[TASK]: The data that follows is to be copied exactly, with each image removed.

———

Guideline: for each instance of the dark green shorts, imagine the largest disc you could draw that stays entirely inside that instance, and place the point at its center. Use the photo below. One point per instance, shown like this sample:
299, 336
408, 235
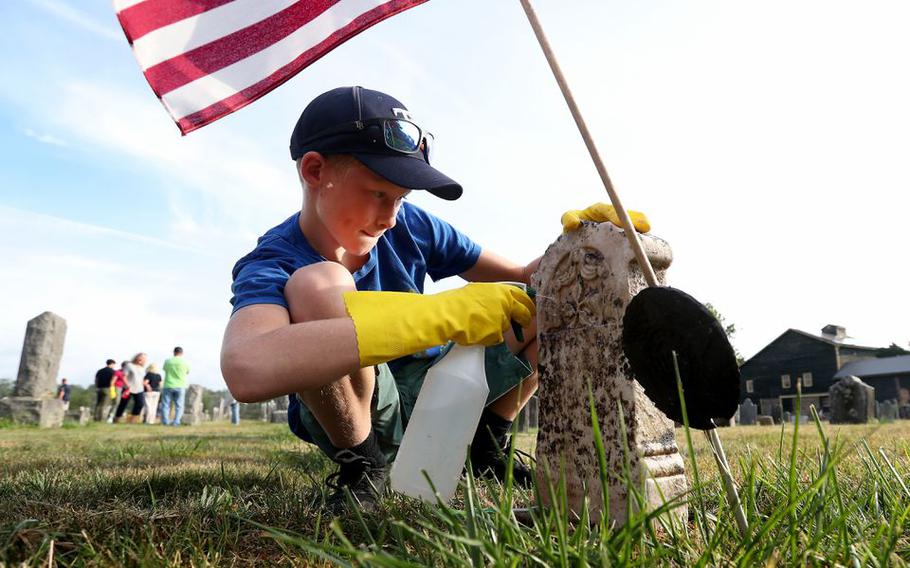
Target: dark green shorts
397, 391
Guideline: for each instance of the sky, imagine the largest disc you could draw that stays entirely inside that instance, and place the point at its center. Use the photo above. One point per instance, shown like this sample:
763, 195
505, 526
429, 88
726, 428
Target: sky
767, 142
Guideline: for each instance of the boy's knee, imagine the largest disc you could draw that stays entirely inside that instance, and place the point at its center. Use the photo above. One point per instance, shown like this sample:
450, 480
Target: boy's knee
314, 292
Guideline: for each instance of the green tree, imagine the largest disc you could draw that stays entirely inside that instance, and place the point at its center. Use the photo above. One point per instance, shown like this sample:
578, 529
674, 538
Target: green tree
729, 329
892, 350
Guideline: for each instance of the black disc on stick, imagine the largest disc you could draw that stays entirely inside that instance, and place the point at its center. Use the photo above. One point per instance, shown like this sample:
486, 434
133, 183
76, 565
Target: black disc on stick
661, 320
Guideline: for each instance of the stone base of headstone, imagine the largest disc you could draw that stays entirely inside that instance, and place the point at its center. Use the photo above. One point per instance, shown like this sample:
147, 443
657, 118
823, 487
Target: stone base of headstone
584, 283
45, 412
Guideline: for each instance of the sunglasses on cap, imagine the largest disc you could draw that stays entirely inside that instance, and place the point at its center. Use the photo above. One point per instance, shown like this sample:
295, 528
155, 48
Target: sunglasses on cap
398, 134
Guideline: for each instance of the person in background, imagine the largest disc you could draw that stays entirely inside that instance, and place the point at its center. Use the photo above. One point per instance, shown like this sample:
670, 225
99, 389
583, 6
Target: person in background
235, 411
152, 393
104, 379
121, 387
135, 379
63, 393
175, 371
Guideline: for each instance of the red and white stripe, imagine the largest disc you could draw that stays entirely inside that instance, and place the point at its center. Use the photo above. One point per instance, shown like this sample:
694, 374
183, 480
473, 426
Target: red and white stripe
207, 58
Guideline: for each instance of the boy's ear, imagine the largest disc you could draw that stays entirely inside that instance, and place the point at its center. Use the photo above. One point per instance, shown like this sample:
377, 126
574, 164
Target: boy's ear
312, 168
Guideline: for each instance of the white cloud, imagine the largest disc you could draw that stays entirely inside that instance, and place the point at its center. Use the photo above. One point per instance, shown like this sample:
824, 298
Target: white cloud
79, 19
44, 138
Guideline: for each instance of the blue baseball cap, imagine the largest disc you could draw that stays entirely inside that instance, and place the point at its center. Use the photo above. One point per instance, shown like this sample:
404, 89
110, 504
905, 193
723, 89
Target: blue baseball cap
378, 131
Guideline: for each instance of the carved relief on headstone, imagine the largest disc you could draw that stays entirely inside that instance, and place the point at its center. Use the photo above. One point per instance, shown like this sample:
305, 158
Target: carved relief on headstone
33, 399
747, 413
852, 401
584, 283
193, 414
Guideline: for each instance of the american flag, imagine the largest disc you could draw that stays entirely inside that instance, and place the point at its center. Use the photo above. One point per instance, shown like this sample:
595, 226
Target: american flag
207, 58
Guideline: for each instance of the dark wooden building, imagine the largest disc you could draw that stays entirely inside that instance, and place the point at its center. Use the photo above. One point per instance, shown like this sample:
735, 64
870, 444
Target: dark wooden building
889, 375
769, 378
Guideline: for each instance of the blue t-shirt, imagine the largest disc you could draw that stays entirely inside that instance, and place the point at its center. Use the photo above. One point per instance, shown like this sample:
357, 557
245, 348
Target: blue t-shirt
419, 244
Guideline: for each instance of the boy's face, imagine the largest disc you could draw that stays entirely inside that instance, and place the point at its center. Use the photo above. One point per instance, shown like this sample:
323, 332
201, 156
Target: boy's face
357, 206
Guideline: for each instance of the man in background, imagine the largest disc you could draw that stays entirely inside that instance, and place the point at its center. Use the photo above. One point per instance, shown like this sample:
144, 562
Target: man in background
175, 371
104, 378
63, 393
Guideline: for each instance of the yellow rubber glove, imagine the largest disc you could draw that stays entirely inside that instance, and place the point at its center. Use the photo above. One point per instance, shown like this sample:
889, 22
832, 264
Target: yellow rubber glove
600, 212
394, 324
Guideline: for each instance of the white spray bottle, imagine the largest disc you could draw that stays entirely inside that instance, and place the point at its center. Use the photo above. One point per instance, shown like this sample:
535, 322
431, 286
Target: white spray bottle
442, 424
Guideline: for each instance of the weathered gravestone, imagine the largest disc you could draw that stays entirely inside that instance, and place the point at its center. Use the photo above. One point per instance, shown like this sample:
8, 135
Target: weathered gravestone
584, 283
748, 413
888, 410
150, 411
193, 413
852, 401
33, 399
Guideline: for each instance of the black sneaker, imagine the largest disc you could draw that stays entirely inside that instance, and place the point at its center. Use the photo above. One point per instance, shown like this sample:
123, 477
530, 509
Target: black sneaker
365, 481
492, 464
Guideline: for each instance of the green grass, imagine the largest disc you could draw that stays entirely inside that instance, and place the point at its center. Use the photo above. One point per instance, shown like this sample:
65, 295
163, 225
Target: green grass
220, 495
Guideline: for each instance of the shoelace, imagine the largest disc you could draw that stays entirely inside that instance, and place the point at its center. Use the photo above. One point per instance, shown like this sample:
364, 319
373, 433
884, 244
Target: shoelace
347, 475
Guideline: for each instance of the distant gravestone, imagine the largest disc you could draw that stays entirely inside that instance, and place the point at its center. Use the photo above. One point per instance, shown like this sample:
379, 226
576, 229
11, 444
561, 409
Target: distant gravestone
888, 411
41, 353
852, 401
150, 410
33, 399
192, 414
748, 413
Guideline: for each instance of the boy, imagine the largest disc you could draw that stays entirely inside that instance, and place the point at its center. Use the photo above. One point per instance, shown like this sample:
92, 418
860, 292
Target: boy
329, 305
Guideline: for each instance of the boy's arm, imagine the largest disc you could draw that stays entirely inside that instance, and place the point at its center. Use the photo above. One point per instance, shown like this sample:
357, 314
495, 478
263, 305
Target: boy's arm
264, 356
490, 267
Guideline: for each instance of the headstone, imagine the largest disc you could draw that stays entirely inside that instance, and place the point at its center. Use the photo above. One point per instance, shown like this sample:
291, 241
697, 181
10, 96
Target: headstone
852, 401
748, 413
150, 411
765, 420
192, 413
888, 411
41, 353
33, 399
584, 283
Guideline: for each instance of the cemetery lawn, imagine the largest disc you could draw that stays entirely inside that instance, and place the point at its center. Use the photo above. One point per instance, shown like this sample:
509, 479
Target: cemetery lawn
113, 495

———

[ANSWER SPACE]:
Guideline: for each instance of the dark green shorts, imagine the largest disc you could draw that stays entirely inside that instance, and place the point at its center. Use the photo below. One point per instance, shown like this sample:
299, 336
408, 235
Target: dark green shorts
397, 391
Guideline: for each instance of the sky, imagine the largest disc you could draw that stays entirely inside that instance, and place the point at its center. Use the photo above. One point per instance, shown like this sample:
763, 195
505, 526
429, 88
726, 428
Target: sky
767, 142
Guideline: for each instance of the boy's knee, imagine the largest disc you could draw that stays entirely inside that instance, and place the point at its center. Use the photo above. One point per instance, shown like this sample:
450, 480
Target: boy's knee
314, 292
Guideline: for each instance of the green tree, imagine the largest disc you could draw that stays entirely inside that instance, and place the point at its center. Use the photo above. One point per instance, shown like this sample:
578, 529
674, 538
Target: green tree
729, 329
892, 350
Guideline: for each instance of the black disc on stick, imagine the largest disc you could draw that stays entirely inside that instance, and place the point at its center. Use the photo above. One point per instance, shown like this sample:
486, 434
133, 183
76, 565
Target: black disc on stick
661, 320
Guideline: for each instance of the stone base of headstone, imagine the largest disc you could draw that stays entirely inside that instance, and place the point at its center. Use the photo above. One point per instance, shown like this sample:
147, 443
657, 118
823, 487
Target: stone base of headstone
584, 283
45, 412
Guideline: for each instance of the sunglasses on cap, imagine the largest disc you could draw that stays entirely inside that instance, and place the point at its center. Use the photo above. One point per instance, shown like this sample:
295, 528
155, 48
Target: sunglasses on cap
398, 134
Guideline: for each instance of the person in background, imagine the largest disc you could draw that stays entirely inside that instance, and place the point at its center. Use the photo above. One point per instance, shown like this sample:
670, 225
99, 389
583, 6
Target: person in background
235, 411
152, 393
104, 379
121, 387
135, 379
63, 393
175, 371
Guideline: for each instance of the red and white stripe, imagine the largest disc you could draw that stays entirely inside that instance, and place the point at its center. Use the photo above. One point per instance, shown like this sample:
694, 374
183, 480
473, 426
Target: red and white stripe
207, 58
Guideline: for each instance of the boy's ear, imagine the largest disc you could draw that stays entirely inside that instance, and place the point at its center. Use the photo above. One point per instance, shown like this sample:
377, 126
574, 164
Target: boy's ear
312, 168
Guideline: for each instance of the white cloud, imagine the largest disc you could draw that stays entirely inside that instance, and place the point at its center. Use the photo above. One point per instance, shown like this sample:
824, 298
Target: white cloud
79, 19
44, 138
Guideline: for each instance of the blue baseball cap, imagine the largest disc you could draw that stays entirely inside that instance, and place the point at its center. Use the photo above. One point per instance, shown like this sample:
404, 89
110, 504
905, 193
723, 89
Target: blue baseball cap
378, 131
Guideline: for each instance of the carved relief on headstone, imagine the largest disc you could draw that stays entirely inside that instance, and place the point at its center. Use the photo above. One point per instance, shown like this sample:
305, 158
Target: carved relief on headstone
33, 399
747, 413
852, 401
584, 283
193, 414
Guideline: for each instance of the american flag, imagine the largest disc you could draw that stays entirely inside that instance, and place the point at its center. Use the photo above. One point per instance, shown like this sample:
595, 226
Target: american flag
207, 58
Guideline: for each instance of the dark wooden building, imagine the largest disc you could draw that stays entirely inside that instance, and place the point at its center. Use the photo above. One point per instance, shown like this sample:
735, 64
870, 444
Target: dark wooden building
889, 375
769, 378
Guideline: for each instance of the blue t-shirt, imagine the largest disc you could draw that stays entirely inside that instance, and place the point at its center. Use the photo above. One point per instance, shown like this sample:
357, 557
245, 348
Target: blue t-shirt
419, 244
Guideline: for each instance of the boy's face, imagine the largest disc you could draw that stays entirely inside that instance, and place the point at its center. Use the photo above. One point per instance, shown like this sample:
323, 332
201, 156
Target: boy's face
357, 206
Guideline: for each instance of the man in background, imagine the largest disc you could draw that stays entirely inside that instance, and place the point at its center. Use the photo above. One point per instance, shown like this sample:
144, 562
Target: man in background
175, 371
104, 378
63, 393
Guideline: for each instance of the yellow rubber glove, imagine the largest disc you could draw that stays entirely inside that instance, and place the point at its center. Use the photo above. One point per instance, shown like this sample:
889, 22
832, 264
Target: yellow rubber glove
600, 212
394, 324
Guideline: for each instance of the white spray bottle, imagine the largest disc you could draw that stays entirely inside that instance, and place the point at its center. Use the photo above. One point per instance, shown like this sample:
535, 322
431, 286
Target: white spray bottle
442, 424
Guideline: for each instance of the weathered gravestone, imagine the largest disc you could draw that stays entirely inside that instance, and place the point at its center. Use the photo above. One point per instance, shown like this sample:
8, 135
Target: weathered gravestone
584, 283
748, 413
888, 410
150, 411
193, 413
852, 401
33, 399
Guideline: for each instance of the black sneaker, imagine the largest disc you could draw that stays entirely inside that instance, and place the point at its center. Use the photo above. One point per instance, shown like this sample:
123, 477
530, 509
Target: black sneaker
365, 481
492, 464
Guideline: for each instance of the green grass, imagine the largest disc you could draw that stays entirely inside that instance, and place the point at its center. Use the photo above. One point per instance, shown like this sample:
65, 295
163, 225
Target: green grass
220, 495
Guideline: for each instance of the shoelace, imagine the largest disc you could draw that stays entirely inside that instance, and place the point at its center. Use the photo above. One point per instance, shown like this sample:
364, 319
373, 433
884, 244
Target: shoelace
347, 475
Guideline: for each instance of the distant gravestone, imagine the largest disc you could draw that stays entirely inside that instance, and place the point at its center. Use the photo above. One point per instance, shown like this sample:
379, 226
576, 229
11, 444
561, 409
Target: distant gravestone
888, 411
41, 353
852, 401
150, 410
33, 399
192, 414
748, 413
Guideline: for each instance of the boy, imagine the largest disc you could draw that stays entirely inside that instance, and place the point at its center. Use the photo above. One point per instance, shown like this sample:
92, 418
860, 292
Target: boy
329, 305
Guideline: for each instance of the boy's arm, imagine the largest disc you could draw that stays entirely inside that instance, and place the point at its center. Use the photo above. One point per instance, shown like this sample:
357, 314
495, 478
263, 305
Target: boy's arm
264, 356
490, 267
Guideline: for each instance of the headstone, imagine the largest disc you could draw that stays entirely inside that instance, and place the point at its center. Use the photo above. One point per instance, shown like this sample:
291, 241
697, 181
10, 96
Target: headstone
852, 401
748, 413
150, 411
765, 420
192, 413
888, 411
41, 353
33, 399
584, 283
Guideline: for each instance of the cemetery lawn, imagine the largest disc you could draw that stays entirely inside that instance, and place the point at its center. Use the photo above. One point per instance, shown like this sample:
509, 479
Target: cemetery lawn
113, 495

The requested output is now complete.